* Document segment:
[Start of Attachment]
OLR Bill Analysis
AN ACT ESTABLISHING AN AQUATIC INVASIVE SPECIES MANAGEMENT GRANT AND PREVENTION AND EDUCATION PROGRAM.
This bill establishes an aquatic invasive species management grant and prevention and education program for the Department of Energy and Environmental Protection (DEEP) to administer. Under the program, DEEP may:
1. provide grants to municipalities for aquatic invasive species management efforts;
2. hire additional seasonal staff to enforce state law requiring vessels and trailers to be inspected for the presence of vegetation and aquatic invasive species;
3. educate boaters on ways to prevent the spread of aquatic invasive species in the state's lakes; and
4. conduct a rapid response to an aquatic invasive species population identified in a state lake after July 1, 2014.
The bill authorizes the DEEP commissioner to adopt implementing regulations, which may include eligibility criteria and priorities for municipal grants.
EFFECTIVE DATE: July 1, 2014
Under the bill, DEEP may make grants to a municipality for up to:
1. 75% of the cost of conducting an aquatic invasive species diagnostic feasibility study related to reducing an aquatic invasive species population in a state lake or
2. 50% of the cost of conducting a restoration project in a state lake by controlling and managing an aquatic invasive species population that exists in the lake as of July 1, 2014.
[End of Attachment]
(Saved data entries)
[Start of Attachment]
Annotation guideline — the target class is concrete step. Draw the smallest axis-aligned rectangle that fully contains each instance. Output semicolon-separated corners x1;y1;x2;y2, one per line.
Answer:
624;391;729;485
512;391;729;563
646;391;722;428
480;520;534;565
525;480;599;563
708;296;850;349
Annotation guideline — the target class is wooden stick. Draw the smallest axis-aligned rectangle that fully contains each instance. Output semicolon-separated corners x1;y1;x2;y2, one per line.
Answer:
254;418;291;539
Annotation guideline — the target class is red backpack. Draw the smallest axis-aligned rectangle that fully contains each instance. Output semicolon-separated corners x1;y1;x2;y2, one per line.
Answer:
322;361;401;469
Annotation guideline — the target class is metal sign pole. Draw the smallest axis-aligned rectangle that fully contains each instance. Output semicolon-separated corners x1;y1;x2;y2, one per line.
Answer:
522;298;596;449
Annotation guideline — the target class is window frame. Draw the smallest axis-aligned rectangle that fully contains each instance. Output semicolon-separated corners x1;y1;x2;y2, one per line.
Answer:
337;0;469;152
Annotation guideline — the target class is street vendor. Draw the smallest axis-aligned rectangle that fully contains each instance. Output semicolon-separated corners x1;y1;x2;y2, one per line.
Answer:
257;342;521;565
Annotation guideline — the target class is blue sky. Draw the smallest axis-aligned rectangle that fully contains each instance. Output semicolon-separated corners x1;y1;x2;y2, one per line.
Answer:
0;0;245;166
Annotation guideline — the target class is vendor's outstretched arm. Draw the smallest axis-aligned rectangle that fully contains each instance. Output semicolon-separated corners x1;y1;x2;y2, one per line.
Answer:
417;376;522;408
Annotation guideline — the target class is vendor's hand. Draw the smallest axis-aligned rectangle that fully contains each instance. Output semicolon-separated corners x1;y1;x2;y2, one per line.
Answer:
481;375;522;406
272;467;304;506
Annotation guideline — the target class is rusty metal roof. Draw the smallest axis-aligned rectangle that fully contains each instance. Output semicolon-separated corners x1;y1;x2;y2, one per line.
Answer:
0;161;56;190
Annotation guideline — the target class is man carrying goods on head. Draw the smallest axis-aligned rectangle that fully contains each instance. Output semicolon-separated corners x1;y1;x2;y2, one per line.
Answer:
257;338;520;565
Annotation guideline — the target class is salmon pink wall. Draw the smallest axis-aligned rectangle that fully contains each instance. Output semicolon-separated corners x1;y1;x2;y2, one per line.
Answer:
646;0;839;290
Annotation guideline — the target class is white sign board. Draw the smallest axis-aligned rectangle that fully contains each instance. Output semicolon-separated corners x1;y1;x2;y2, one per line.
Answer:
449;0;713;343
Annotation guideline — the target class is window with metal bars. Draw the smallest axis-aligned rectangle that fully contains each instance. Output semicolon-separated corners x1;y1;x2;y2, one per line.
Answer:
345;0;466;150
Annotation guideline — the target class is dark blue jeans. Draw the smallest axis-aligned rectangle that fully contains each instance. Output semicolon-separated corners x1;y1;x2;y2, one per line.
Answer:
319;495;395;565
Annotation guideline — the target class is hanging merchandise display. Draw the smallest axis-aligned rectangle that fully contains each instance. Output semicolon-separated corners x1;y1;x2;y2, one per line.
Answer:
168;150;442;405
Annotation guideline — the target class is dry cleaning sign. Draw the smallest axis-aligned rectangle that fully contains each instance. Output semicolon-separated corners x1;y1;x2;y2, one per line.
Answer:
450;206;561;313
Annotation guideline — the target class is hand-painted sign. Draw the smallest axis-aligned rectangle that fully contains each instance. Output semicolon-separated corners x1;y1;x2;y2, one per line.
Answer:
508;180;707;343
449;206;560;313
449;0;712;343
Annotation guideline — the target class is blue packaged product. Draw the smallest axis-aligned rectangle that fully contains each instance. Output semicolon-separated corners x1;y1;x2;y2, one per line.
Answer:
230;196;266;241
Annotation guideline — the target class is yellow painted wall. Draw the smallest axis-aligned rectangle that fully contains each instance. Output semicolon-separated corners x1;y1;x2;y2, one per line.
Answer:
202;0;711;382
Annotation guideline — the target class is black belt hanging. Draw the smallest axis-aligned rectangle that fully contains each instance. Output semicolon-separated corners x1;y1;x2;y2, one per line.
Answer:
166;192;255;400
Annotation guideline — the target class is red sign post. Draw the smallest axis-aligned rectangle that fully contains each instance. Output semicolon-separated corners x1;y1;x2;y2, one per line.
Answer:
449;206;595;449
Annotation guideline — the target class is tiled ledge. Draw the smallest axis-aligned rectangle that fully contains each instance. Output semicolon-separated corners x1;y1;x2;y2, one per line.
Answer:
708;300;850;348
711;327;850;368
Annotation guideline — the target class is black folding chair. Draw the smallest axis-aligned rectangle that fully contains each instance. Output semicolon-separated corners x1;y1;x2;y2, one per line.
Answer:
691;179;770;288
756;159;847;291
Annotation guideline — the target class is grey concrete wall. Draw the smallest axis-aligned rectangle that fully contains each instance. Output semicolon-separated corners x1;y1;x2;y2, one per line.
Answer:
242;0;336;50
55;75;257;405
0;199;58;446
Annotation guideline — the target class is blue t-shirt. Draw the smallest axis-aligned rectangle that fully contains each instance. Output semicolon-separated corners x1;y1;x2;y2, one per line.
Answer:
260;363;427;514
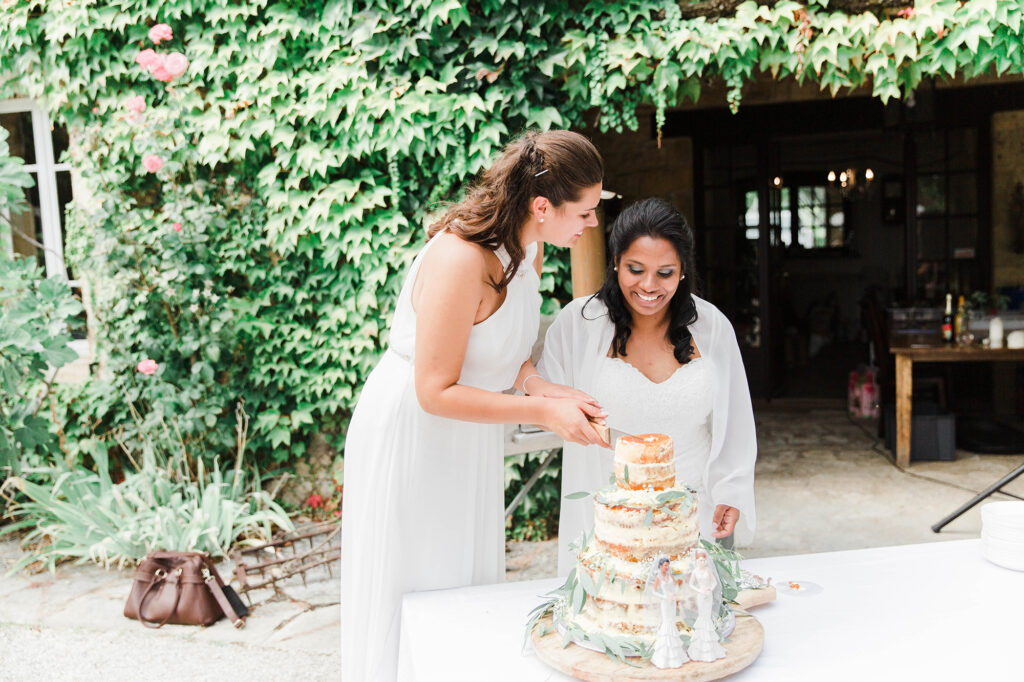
[End of Attachment]
* Tasks to perform:
1 - List the four things the bill analysis says DEEP may do under the program.
2 - Pick up the bill analysis on the aquatic invasive species program after its final sentence and write what comes next.

* Solved tasks:
1 -
1. Provide grants to municipalities for aquatic invasive species management efforts.
2. Hire additional seasonal staff to enforce state law requiring vessels and trailers to be inspected for the presence of vegetation and aquatic invasive species.
3. Educate boaters on ways to prevent the spread of aquatic invasive species in the state's lakes.
4. Conduct a rapid response to an aquatic invasive species population identified in a state lake after July 1, 2014.

2 -
USE OF FUNDS
The bill requires DEEP to use at least 30% of the funds available under the program for municipal grants and allows up to 10% of the available program funds to be used for program administration. The remaining funds must be used for the enforcement, education, and rapid response efforts. The bill does not identify a funding source.
Aquatic Invasive Species
Aquatic invasive species are non-native aquatic plants or animals that tend to grow at such a rate that they displace native species and disrupt the ecosystem. They include, for example, Eurasian milfoil, fanwort, zebra mussel, quagga mussel, Chinese mitten crab, New Zealand mud snail, Asian clam, and rusty crayfish.